[Action item A]:
List the research sources that the passage on nonprofit executive compensation names as agreeing on 2022 compensation budgets.
[Action item B]:
Return the part of the passage on nonprofit executive compensation that begins at the words "2022 will be" and stops after "the executive level).".
[Action item C]:
Supply the next part of the passage on nonprofit executive compensation, picking up after its last sentence.

[Supplied passage]:
[Start of Attachment]

As we move into 2022, there are many questions as to how nonprofit executive compensation will look. The collective research from WorldatWork, Willis Towers Watson, and Salary.com all point to 2022 compensation budgets between 3.2% – 4.5% for nonprofit executive positions, up from 2.8% – 3.0% for 2021. In addition, as with overall compensation budgeting for 2022 reviewed earlier, many nonprofits are creating special market adjustment budgets of 2% – 3% of base pay, in addition to the normal adjustments, to address potential market shifts in 2022.
2022 will be a major transition year for many nonprofit organizations in terms of executive compensation. Many nonprofits are having to realign their short-term strategies when it comes to the retention of key executives, as well as potentially having to recruit replacements for positions that have become vacant. Based on these observations, Astron Solutions recommends the following:
- Once short-term strategic objectives for 2022 have been realigned, build a balanced scorecard approach for executive short-term incentives with maximum payouts between 25% – 50% (depending on the executive level).

[End of Attachment]

[Given data]:
[Start of Attachment]

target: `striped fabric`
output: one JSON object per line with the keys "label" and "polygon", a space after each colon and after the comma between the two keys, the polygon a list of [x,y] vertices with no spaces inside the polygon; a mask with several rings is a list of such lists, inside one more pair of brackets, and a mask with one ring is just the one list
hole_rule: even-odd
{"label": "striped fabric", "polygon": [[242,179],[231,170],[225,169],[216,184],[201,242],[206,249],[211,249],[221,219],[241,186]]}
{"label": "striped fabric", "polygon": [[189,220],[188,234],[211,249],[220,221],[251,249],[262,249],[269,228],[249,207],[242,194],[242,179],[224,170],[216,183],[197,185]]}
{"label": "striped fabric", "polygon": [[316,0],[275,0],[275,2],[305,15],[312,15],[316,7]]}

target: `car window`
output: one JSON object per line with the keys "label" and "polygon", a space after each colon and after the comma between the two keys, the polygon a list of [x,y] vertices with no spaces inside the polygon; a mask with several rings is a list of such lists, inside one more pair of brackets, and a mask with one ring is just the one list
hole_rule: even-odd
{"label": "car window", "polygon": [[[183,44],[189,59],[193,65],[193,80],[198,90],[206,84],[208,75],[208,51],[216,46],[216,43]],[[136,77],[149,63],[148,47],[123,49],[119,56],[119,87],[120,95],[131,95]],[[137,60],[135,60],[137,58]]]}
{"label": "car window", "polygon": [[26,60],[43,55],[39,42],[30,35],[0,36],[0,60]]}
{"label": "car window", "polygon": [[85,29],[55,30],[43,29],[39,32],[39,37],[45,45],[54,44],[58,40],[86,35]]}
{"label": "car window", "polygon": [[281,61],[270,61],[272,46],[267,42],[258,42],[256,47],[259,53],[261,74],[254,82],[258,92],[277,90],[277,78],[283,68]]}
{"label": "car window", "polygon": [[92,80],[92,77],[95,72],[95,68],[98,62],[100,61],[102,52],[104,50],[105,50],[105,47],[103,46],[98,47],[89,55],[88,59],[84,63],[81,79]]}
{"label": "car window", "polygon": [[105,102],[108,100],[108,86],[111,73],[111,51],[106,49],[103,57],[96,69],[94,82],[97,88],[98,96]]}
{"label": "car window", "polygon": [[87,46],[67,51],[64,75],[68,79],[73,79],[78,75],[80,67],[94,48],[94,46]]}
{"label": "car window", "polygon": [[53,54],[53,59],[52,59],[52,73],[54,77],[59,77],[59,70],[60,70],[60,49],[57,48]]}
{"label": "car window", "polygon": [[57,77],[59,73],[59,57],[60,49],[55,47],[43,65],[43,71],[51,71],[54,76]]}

[End of Attachment]

[Answer area A]:
WorldatWork
Willis Towers Watson
Salary.com

[Answer area B]:
2022 will be a major transition year for many nonprofit organizations in terms of executive compensation. Many nonprofits are having to realign their short-term strategies when it comes to the retention of key executives, as well as potentially having to recruit replacements for positions that have become vacant. Based on these observations, Astron Solutions recommends the following:
- Once short-term strategic objectives for 2022 have been realigned, build a balanced scorecard approach for executive short-term incentives with maximum payouts between 25% – 50% (depending on the executive level).

[Answer area C]:
- Be prepared to provide aggressive base pay adjustments in response to a growing inflationary wage trend and the need to retain key executive talent.
- Incorporate special market adjustments of 2% – 3% into a special budget line item to have the funds necessary to respond to competing offers for key executive talent.
- Consider providing one-time special discretionary bonuses of 10% or more of base pay to key executive staff in recognition for having successfully navigated Covid-19, and to send a message regarding their executives’ value to the organization.